— «Его императорское величество, узнав о кончине вашего супруга, приказал мне лично передать вам искреннее и глубокое сожаление его величества, к вашей горестной утрате».
Она, упав на колени и обливаясь слезами, просила его доложить Государю, что не находит слов, которыми могла бы выразить свою душевную благодарность за такое неоцененное внимание его величества!
15-го числа, в воскресенье, в 6 часов вечера, последовал вынос тела покойного в церковь Благовещения (что при Конной гвардии). Замечательно, что об этом выносе не было предварительно сказано ни в одной газете, но уже с 4 часов пополудни вся набережная Мойки у Синего моста, самый мост и Исаакиевская площадь были заняты сплошною массой народа…
Когда выносили гроб из дому, дроги подвинулись к крыльцу, но почитатели покойного, несшие гроб, как по условию, закричали: «не надо, не надо! Мы на руках его донесем»… и дроги пустые потянулись за гробом, который, переходя из рук в руки, был донесен до церкви.

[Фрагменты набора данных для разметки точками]

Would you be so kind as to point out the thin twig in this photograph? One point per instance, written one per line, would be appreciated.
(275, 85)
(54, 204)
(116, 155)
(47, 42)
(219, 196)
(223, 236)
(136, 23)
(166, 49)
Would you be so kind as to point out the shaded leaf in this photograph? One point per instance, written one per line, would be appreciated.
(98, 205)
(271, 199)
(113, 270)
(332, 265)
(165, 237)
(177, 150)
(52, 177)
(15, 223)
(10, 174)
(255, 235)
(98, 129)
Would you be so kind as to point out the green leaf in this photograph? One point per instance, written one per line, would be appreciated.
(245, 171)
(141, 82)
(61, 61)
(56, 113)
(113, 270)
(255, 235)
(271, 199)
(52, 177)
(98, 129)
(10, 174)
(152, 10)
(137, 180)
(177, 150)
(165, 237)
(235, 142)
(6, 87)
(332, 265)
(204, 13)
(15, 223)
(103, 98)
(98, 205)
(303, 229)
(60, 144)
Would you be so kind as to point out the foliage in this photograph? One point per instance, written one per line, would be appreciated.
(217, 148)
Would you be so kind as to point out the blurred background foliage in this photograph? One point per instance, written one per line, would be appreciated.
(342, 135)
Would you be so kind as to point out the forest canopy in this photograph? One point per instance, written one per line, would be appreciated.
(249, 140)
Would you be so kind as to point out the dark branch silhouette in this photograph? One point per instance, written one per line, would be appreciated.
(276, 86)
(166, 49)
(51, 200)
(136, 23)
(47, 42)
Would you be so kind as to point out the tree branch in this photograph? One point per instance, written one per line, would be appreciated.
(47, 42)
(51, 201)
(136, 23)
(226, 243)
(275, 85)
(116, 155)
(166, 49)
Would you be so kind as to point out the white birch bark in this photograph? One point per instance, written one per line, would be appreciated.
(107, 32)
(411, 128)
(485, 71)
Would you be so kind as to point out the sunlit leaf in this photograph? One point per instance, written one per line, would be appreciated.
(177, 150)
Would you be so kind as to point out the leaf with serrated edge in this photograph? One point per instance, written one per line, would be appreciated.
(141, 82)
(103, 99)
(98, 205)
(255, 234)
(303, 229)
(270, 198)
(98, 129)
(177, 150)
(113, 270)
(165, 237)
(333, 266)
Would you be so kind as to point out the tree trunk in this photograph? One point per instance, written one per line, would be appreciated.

_Задание_. Допишите продолжение текста о выносе тела покойного в церковь Благовещения, начиная сразу после его последнего предложения.

_Результат упражнения_.
В продолжении всей ночи, накануне его похорон, церковь невозможно было запереть, по причине огромного стечения народа, желавшего в последний раз взглянуть на усопшего и проститься с ним; но той же причине, в понедельник, в день отпевания, принуждены были впускать в церковь по билетам.
16-го марта совершена была заупокойная обедня соборне, за которой последовало и отпевание. С самого раннего утра парод всевозможных званий и возрастов толпился около церкви, в ожидании похорон. По окончании отпевания, гроб вынесли из церкви и также (как накануне) не поставили на дроги, а на руках донесли вплоть до Смоленского кладбища[61]. Многие тогда сожалели, что не были приготовлены носилки и потому самый гроб трудно было видеть в толпе народной массы: он то поднимался к верху, то снова тонул в волнах безмолвных, уносивших эту печальную ладью к тихому пристанищу вечного упокоения. На гробу лежал лавровый венок, вполне заслуженный честным артистом тридцатитрехлетним служением своему искусству. До самого кладбища, по обеим сторонам линий Васильевского острова, по которым следовала похоронная процессия, стояла необозримая толпа народа. Не смотря на зимнюю еще пору, во многих домах были открыты балконы, наполненные любопытными зрителями. Ни одному из прежних петербургских артистов, до того времени, не было оказано такого народного почета, такого искреннего сожаления об его утрате. Эта непритворная грусть ясно выразилась тем безмолвием и торжественной тишиной, которая не нарушалась в продолжении всего скорбного пути.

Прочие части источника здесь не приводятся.